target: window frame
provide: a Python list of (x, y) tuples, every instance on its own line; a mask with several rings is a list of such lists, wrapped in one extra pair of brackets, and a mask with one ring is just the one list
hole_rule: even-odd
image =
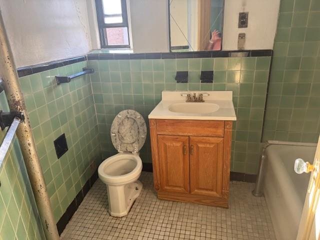
[[(122, 10), (122, 23), (106, 24), (104, 16), (107, 16), (104, 12), (102, 0), (96, 0), (96, 17), (100, 37), (100, 44), (102, 48), (130, 48), (130, 35), (129, 34), (129, 24), (128, 24), (128, 10), (126, 8), (126, 0), (120, 0), (121, 8)], [(104, 30), (106, 28), (126, 28), (128, 30), (128, 45), (108, 45), (108, 37)]]

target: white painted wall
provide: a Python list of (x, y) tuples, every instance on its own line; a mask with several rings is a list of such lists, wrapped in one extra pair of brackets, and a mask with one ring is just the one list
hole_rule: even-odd
[(188, 1), (174, 0), (170, 4), (172, 46), (188, 46)]
[(96, 10), (94, 0), (86, 0), (86, 10), (88, 16), (88, 26), (92, 49), (101, 48), (98, 21), (96, 18)]
[(0, 0), (17, 67), (92, 49), (86, 0)]
[(168, 4), (166, 0), (130, 0), (134, 52), (169, 52)]
[[(239, 33), (246, 33), (246, 50), (272, 49), (280, 0), (225, 0), (222, 49), (238, 49)], [(248, 28), (238, 28), (239, 12), (248, 12)]]

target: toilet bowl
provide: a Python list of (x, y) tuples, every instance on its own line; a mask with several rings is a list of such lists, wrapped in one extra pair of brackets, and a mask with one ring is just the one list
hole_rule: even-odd
[(139, 156), (146, 135), (142, 116), (134, 110), (124, 110), (114, 118), (111, 139), (118, 153), (103, 161), (98, 168), (99, 178), (106, 186), (112, 216), (126, 215), (142, 190), (138, 180), (142, 171)]

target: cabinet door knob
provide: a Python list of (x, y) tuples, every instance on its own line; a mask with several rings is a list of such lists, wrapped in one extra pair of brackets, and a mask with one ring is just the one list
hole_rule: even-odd
[(191, 154), (191, 155), (193, 155), (194, 154), (194, 146), (192, 145), (190, 147), (190, 153)]

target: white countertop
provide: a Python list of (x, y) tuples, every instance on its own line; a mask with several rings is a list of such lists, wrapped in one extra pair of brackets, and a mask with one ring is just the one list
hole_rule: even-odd
[[(204, 103), (214, 104), (219, 106), (216, 112), (206, 113), (176, 112), (170, 111), (169, 106), (173, 104), (186, 103), (201, 104), (204, 102), (186, 102), (186, 96), (182, 94), (208, 94), (204, 96)], [(232, 100), (232, 91), (163, 91), (162, 100), (148, 116), (149, 118), (177, 119), (186, 120), (236, 120), (236, 118)]]

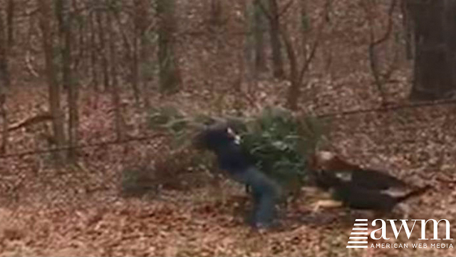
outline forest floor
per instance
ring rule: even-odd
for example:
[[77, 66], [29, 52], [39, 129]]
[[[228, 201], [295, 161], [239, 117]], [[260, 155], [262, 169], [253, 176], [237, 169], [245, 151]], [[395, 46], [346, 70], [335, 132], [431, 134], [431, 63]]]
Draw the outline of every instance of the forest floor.
[[[274, 103], [270, 96], [274, 94], [269, 91], [274, 85], [260, 86], [261, 90], [256, 91], [257, 106]], [[367, 101], [369, 93], [356, 92], [356, 89], [366, 87], [332, 89], [331, 95], [316, 94], [311, 106], [303, 109], [321, 114], [373, 107], [365, 104], [375, 104]], [[46, 106], [46, 95], [38, 91], [46, 91], [37, 86], [11, 94], [12, 121], [31, 116], [39, 106]], [[192, 103], [200, 104], [197, 111], [211, 104], [188, 96], [175, 96], [170, 103], [187, 111], [196, 106]], [[341, 100], [340, 96], [348, 96]], [[109, 96], [101, 95], [96, 100], [88, 94], [82, 96], [81, 141], [113, 138]], [[398, 99], [398, 104], [406, 101]], [[131, 119], [128, 126], [142, 121], [128, 115], [128, 108], [125, 110], [125, 116]], [[333, 117], [324, 148], [357, 164], [387, 171], [410, 185], [430, 183], [432, 191], [408, 201], [408, 218], [446, 218], [452, 225], [456, 222], [455, 110], [454, 106], [430, 106]], [[35, 143], [36, 135], [25, 129], [13, 133], [11, 152], [42, 147]], [[149, 158], [145, 153], [147, 147], [155, 148], [153, 154], [164, 154], [161, 146], [147, 143], [84, 149], [79, 166], [64, 170], [49, 164], [48, 153], [2, 158], [0, 256], [456, 256], [454, 241], [428, 241], [427, 248], [413, 248], [412, 243], [423, 243], [418, 240], [416, 228], [410, 239], [401, 236], [398, 240], [368, 242], [369, 246], [408, 244], [407, 248], [347, 248], [355, 218], [398, 219], [403, 214], [373, 216], [341, 208], [315, 211], [321, 196], [310, 188], [305, 188], [296, 202], [281, 207], [280, 226], [259, 231], [244, 223], [249, 201], [243, 188], [230, 181], [217, 186], [208, 183], [185, 190], [164, 189], [156, 197], [120, 196], [119, 174], [123, 168]], [[452, 228], [451, 232], [454, 237], [456, 231]], [[443, 236], [442, 232], [439, 236]], [[390, 231], [388, 236], [392, 237]], [[453, 248], [431, 247], [434, 243], [452, 243]]]

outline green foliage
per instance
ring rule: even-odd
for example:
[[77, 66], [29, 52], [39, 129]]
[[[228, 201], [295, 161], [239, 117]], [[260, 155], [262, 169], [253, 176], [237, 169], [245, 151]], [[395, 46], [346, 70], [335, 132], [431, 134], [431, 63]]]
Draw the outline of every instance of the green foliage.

WHAT IS BEING ASKED: Rewrite every one of the rows above, changing "even-odd" to "nonzero" wherever it occurs and leaving everything else unchanged. Leave the pictures out of your answer.

THE REPLY:
target: window frame
provide: a Python list of (x, y) tuples, every instance on its own line; a mask with several rings is a list of such lists, wrapped in one extra pair of brackets, and a mask with one ring is just the one list
hole_rule: nonzero
image =
[[(122, 10), (122, 23), (106, 24), (104, 16), (107, 16), (104, 12), (102, 0), (96, 0), (96, 17), (100, 37), (100, 44), (102, 48), (130, 48), (130, 35), (129, 34), (129, 24), (128, 24), (128, 10), (126, 8), (126, 0), (120, 0), (121, 8)], [(104, 30), (106, 28), (126, 28), (128, 30), (128, 45), (108, 45), (108, 37)]]

target: white painted wall
provide: a Python list of (x, y) tuples, every instance on its own line; a mask with several rings is a list of such lists, wrapped in one extra pair of brackets, and a mask with one ring is just the one list
hole_rule: nonzero
[(188, 1), (174, 0), (170, 4), (172, 46), (188, 46)]
[(96, 10), (94, 0), (86, 0), (86, 10), (88, 16), (88, 26), (92, 49), (101, 48), (98, 21), (96, 18)]
[(0, 0), (17, 67), (92, 49), (86, 0)]
[(168, 4), (166, 0), (130, 0), (134, 52), (169, 52)]
[[(239, 33), (246, 33), (246, 50), (272, 49), (280, 0), (225, 0), (222, 49), (238, 49)], [(248, 28), (238, 28), (239, 12), (248, 12)]]

target: toilet bowl
provide: a Python list of (x, y) tuples, every instance on its own line; a mask with several rings is a list of such lists, wrapped in one extra pair of brackets, and a mask with one ring is just the one list
hole_rule: nonzero
[(139, 156), (146, 135), (142, 116), (134, 110), (124, 110), (114, 118), (111, 139), (118, 153), (103, 161), (98, 168), (99, 178), (106, 186), (112, 216), (126, 215), (142, 190), (138, 180), (142, 171)]

target: cabinet door knob
provide: a Python list of (x, y) tuples, every instance on its own line; a mask with several rings is a list of such lists, wrapped in one extra pair of brackets, and a mask with one ring is just the one list
hole_rule: nonzero
[(191, 154), (191, 155), (193, 155), (194, 154), (194, 146), (192, 145), (190, 147), (190, 153)]

target: white countertop
provide: a Python list of (x, y) tuples, every instance on its own line; a mask with several rings is a list of such lists, wrapped in one extra pair of brackets, and a mask with one ring is just the one list
hole_rule: nonzero
[[(204, 103), (214, 104), (219, 106), (216, 112), (206, 113), (176, 112), (170, 111), (169, 106), (173, 104), (186, 103), (201, 104), (204, 102), (186, 102), (186, 96), (182, 94), (208, 94), (204, 96)], [(232, 100), (232, 91), (163, 91), (162, 100), (148, 116), (149, 118), (177, 119), (186, 120), (236, 120), (236, 118)]]

outline forest floor
per instance
ring rule: nonzero
for example:
[[77, 66], [29, 52], [39, 129]]
[[[228, 201], [295, 161], [239, 117]], [[260, 155], [262, 169], [253, 176], [237, 169], [245, 151]], [[395, 46], [346, 70], [335, 132], [431, 134], [431, 63]]]
Draw the outline of every instance of the forest floor.
[[[274, 103], [270, 96], [274, 94], [269, 91], [274, 85], [260, 86], [261, 90], [256, 91], [257, 106]], [[367, 101], [369, 93], [356, 92], [356, 89], [366, 87], [332, 89], [331, 95], [316, 94], [311, 106], [303, 109], [321, 114], [373, 107], [365, 104], [375, 104]], [[46, 106], [46, 95], [38, 91], [46, 91], [37, 86], [11, 94], [12, 121], [31, 116], [39, 106]], [[192, 103], [200, 104], [197, 111], [211, 104], [188, 96], [175, 96], [170, 103], [187, 111], [196, 106]], [[341, 100], [340, 96], [348, 96]], [[109, 96], [101, 95], [96, 100], [88, 94], [82, 96], [81, 141], [113, 138]], [[398, 99], [398, 104], [406, 101]], [[131, 119], [128, 126], [142, 121], [128, 115], [128, 108], [125, 110], [125, 116]], [[333, 117], [324, 148], [357, 164], [387, 171], [410, 185], [430, 183], [432, 191], [408, 201], [408, 218], [446, 218], [452, 225], [456, 222], [455, 110], [454, 106], [430, 106]], [[35, 143], [36, 135], [25, 129], [13, 133], [11, 152], [42, 147]], [[149, 158], [145, 153], [147, 147], [155, 148], [153, 154], [164, 154], [161, 146], [147, 143], [84, 149], [79, 166], [64, 170], [49, 164], [48, 153], [2, 158], [0, 256], [456, 256], [454, 241], [428, 241], [427, 248], [413, 248], [412, 243], [423, 243], [418, 240], [416, 228], [410, 239], [401, 236], [398, 240], [368, 242], [369, 246], [408, 244], [407, 248], [347, 248], [355, 218], [398, 219], [403, 214], [373, 216], [341, 208], [315, 211], [321, 196], [310, 188], [305, 188], [296, 202], [281, 207], [280, 226], [259, 231], [244, 223], [249, 201], [243, 188], [230, 181], [217, 186], [208, 183], [185, 190], [164, 189], [156, 197], [120, 196], [119, 174], [123, 168]], [[452, 228], [451, 232], [454, 237], [456, 231]], [[443, 236], [442, 232], [439, 236]], [[390, 231], [388, 236], [392, 237]], [[453, 248], [431, 247], [434, 243], [452, 243]]]

outline green foliage
per instance
ring rule: nonzero
for example:
[[77, 66], [29, 52], [39, 129]]
[[[228, 201], [295, 161], [239, 117]], [[260, 155], [262, 169], [253, 176], [237, 169], [245, 151]], [[395, 46], [346, 70], [335, 132], [431, 134], [431, 63]]]
Draw the outline of every instance of the green foliage.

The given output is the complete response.